Excerpts from a dataset
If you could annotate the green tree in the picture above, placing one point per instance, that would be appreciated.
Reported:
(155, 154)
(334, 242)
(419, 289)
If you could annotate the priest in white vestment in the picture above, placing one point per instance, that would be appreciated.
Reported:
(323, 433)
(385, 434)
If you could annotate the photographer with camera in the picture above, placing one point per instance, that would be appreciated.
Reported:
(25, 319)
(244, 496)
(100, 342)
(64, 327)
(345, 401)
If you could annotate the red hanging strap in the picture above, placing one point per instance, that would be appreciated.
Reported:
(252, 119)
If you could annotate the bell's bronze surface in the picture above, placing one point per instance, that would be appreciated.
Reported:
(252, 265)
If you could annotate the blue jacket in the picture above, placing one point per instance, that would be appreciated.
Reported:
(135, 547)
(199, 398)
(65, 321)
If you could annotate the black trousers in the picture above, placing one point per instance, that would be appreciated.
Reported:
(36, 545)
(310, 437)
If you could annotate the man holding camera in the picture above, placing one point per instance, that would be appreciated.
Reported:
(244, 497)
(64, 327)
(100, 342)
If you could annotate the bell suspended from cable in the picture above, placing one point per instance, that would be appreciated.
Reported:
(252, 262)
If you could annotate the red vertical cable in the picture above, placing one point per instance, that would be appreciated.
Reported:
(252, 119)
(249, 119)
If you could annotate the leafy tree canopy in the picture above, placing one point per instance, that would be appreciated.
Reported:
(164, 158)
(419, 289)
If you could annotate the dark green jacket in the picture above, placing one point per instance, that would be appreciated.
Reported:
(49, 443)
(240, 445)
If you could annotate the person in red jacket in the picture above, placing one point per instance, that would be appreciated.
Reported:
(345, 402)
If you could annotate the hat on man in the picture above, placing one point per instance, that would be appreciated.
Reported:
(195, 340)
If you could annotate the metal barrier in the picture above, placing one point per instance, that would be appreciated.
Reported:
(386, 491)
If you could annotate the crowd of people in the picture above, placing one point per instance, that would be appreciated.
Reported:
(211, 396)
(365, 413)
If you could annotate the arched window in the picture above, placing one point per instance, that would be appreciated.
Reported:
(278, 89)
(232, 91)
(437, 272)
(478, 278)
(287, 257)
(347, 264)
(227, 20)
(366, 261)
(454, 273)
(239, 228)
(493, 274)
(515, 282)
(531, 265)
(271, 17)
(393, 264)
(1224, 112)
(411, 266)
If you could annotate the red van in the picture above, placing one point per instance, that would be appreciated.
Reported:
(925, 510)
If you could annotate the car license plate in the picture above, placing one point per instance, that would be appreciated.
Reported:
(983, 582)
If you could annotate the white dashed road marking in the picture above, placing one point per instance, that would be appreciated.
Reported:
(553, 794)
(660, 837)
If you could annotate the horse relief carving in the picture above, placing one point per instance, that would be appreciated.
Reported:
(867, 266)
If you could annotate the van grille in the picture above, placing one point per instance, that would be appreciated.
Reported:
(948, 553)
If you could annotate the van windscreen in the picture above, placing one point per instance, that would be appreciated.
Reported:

■ Task goal
Every entry shown above should be written out again without a single difference.

■ Exercise answer
If you could annotate the green tree in the picture above, placing one point per instance, that would be appreciated.
Reported:
(155, 154)
(334, 242)
(419, 289)
If you could annotate the priest in white vestment in the picture above, placing one point per instance, that would be appreciated.
Reported:
(323, 433)
(385, 434)
If you could annotate the photographer with camera in the picture above, placing one point per instance, that would be appreciated.
Reported:
(25, 319)
(244, 496)
(100, 342)
(64, 327)
(345, 401)
If you could annotate the red hanging strap in the picture above, placing one point per instance, that would be appreciated.
Reported:
(252, 119)
If you could annotate the bell's bronze surface in the picture above, placing one point per instance, that would be appreciated.
Reported:
(252, 265)
If you could annotate the blue jacket in the picture above, placing one point per instance, that would be appreciated.
Reported:
(135, 547)
(199, 398)
(65, 321)
If you could annotate the black trousers in the picture above, placing one point per instance, that would be appreciated.
Reported:
(36, 545)
(310, 437)
If you could annotate the man holding camera in the picture above, placing one point per instance, that would be appreciated.
Reported:
(244, 497)
(64, 327)
(100, 342)
If you could annotate the bell suspended from cable in the picture above, placing one point per instance, that would be appreciated.
Reported:
(252, 262)
If you could annotate the red vertical cable in the picture above, placing one point per instance, that would be appreciated.
Reported:
(252, 119)
(249, 119)
If you could annotate the leafy tree canopy in the picture above, placing one point per instance, that would be appreciated.
Reported:
(164, 158)
(419, 289)
If you could annotate the dark green jacket in the picture above, placing one point per instance, that would be appreciated.
Reported:
(49, 443)
(240, 445)
If you could annotate the person in red jacket in the picture above, placing one point per instance, that would be appreciated.
Reported:
(345, 402)
If you could annotate the hat on man in the picture above, placing one point per instance, that would be appreciated.
Reported:
(195, 340)
If you could annotate the metal barrier in the picture above, placing one point per instance, that would be appreciated.
Reported:
(386, 491)
If you could annotate the crowd of people in the picture above, placing one point per instance, that would be appreciated.
Reported:
(211, 396)
(365, 413)
If you could annotate the arched window in the picture above, placing one point per instance, that would be appreciated.
Reported:
(278, 89)
(232, 91)
(437, 272)
(478, 278)
(287, 257)
(347, 264)
(227, 20)
(366, 261)
(454, 273)
(239, 228)
(493, 274)
(515, 282)
(531, 265)
(271, 17)
(393, 264)
(1224, 112)
(411, 266)
If you could annotate the red van in the picture above, placing one point per instance, that would be appreciated.
Reported:
(925, 510)
If you could annotate the car license plate in the picture above, placing one point per instance, that would be appreciated.
Reported:
(983, 582)
If you could annotate the white dashed road marking in the picture above, placing one point per instance, that would be appreciated.
Reported:
(553, 794)
(660, 837)
If you could annotate the horse relief carving in the picture above, placing one point per instance, that would be appreciated.
Reported:
(867, 266)
If you could annotate the van grille in the picture above, placing one point per instance, that would be appreciated.
Reported:
(948, 553)
If you could annotate the van windscreen in the picture above, placing one point per instance, that would be appreciated.
Reported:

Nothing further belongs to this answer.